== Data extracts ==

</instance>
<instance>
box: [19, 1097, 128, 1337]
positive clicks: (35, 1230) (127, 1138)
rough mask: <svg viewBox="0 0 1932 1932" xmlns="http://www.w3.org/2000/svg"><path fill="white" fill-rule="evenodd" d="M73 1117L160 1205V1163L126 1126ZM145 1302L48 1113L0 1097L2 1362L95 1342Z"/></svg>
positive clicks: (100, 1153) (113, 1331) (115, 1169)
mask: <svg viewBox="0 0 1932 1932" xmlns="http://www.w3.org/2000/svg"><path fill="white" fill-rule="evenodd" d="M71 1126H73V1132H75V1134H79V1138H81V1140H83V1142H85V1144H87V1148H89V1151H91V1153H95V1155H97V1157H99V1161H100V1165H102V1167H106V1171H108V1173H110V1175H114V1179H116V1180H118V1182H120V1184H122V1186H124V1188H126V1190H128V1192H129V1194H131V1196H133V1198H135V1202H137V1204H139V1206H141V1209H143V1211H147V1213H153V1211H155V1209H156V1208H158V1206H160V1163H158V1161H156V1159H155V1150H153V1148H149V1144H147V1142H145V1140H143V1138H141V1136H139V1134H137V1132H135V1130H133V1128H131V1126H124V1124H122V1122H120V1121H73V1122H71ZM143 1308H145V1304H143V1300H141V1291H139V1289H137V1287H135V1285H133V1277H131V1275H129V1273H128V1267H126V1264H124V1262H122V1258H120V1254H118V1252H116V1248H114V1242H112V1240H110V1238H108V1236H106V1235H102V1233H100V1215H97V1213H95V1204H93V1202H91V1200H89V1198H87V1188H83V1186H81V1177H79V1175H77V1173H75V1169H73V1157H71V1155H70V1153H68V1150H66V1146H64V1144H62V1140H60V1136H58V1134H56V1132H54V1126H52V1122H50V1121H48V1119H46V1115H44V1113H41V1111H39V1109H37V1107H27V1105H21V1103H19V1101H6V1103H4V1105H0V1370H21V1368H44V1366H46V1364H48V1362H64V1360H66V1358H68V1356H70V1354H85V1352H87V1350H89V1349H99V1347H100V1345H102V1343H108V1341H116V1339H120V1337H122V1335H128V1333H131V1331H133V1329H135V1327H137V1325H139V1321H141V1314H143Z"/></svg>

===

Please edit the items above so that "rough mask" becomes "coarse mask" and everything else stays the same.

</instance>
<instance>
box: [19, 1097, 128, 1337]
positive clicks: (35, 1230) (127, 1138)
coarse mask: <svg viewBox="0 0 1932 1932" xmlns="http://www.w3.org/2000/svg"><path fill="white" fill-rule="evenodd" d="M73 1117L160 1205V1163L126 1126ZM145 1302L48 1113L0 1097L2 1362L95 1342Z"/></svg>
positive clicks: (100, 1153) (113, 1331) (115, 1169)
mask: <svg viewBox="0 0 1932 1932" xmlns="http://www.w3.org/2000/svg"><path fill="white" fill-rule="evenodd" d="M71 1126H73V1132H75V1134H79V1138H81V1140H83V1142H85V1144H87V1148H89V1151H91V1153H95V1155H97V1157H99V1161H100V1165H102V1167H106V1171H108V1173H110V1175H114V1179H116V1180H118V1182H120V1184H122V1186H124V1188H126V1190H128V1192H129V1194H131V1196H133V1198H135V1202H137V1204H139V1206H141V1209H143V1211H147V1213H153V1211H155V1209H156V1208H158V1206H160V1163H158V1161H156V1159H155V1150H153V1148H149V1144H147V1142H145V1140H143V1138H141V1136H139V1134H137V1132H135V1130H133V1128H131V1126H124V1124H122V1122H120V1121H73V1122H71ZM143 1308H145V1304H143V1300H141V1291H139V1289H137V1287H135V1285H133V1277H131V1275H129V1273H128V1267H126V1264H124V1262H122V1258H120V1254H118V1252H116V1248H114V1242H112V1240H110V1238H108V1236H106V1235H102V1233H100V1215H97V1213H95V1204H93V1202H91V1200H89V1198H87V1188H83V1186H81V1177H79V1175H77V1173H75V1169H73V1157H71V1155H70V1153H68V1150H66V1146H64V1144H62V1140H60V1136H58V1134H56V1132H54V1126H52V1122H50V1121H48V1119H46V1115H44V1113H41V1111H39V1109H37V1107H27V1105H21V1103H19V1101H6V1103H4V1105H0V1370H21V1368H44V1366H46V1364H48V1362H64V1360H66V1358H68V1356H70V1354H85V1352H87V1350H89V1349H99V1347H100V1345H102V1343H108V1341H116V1339H120V1337H122V1335H128V1333H131V1331H133V1329H135V1327H137V1325H139V1321H141V1314H143Z"/></svg>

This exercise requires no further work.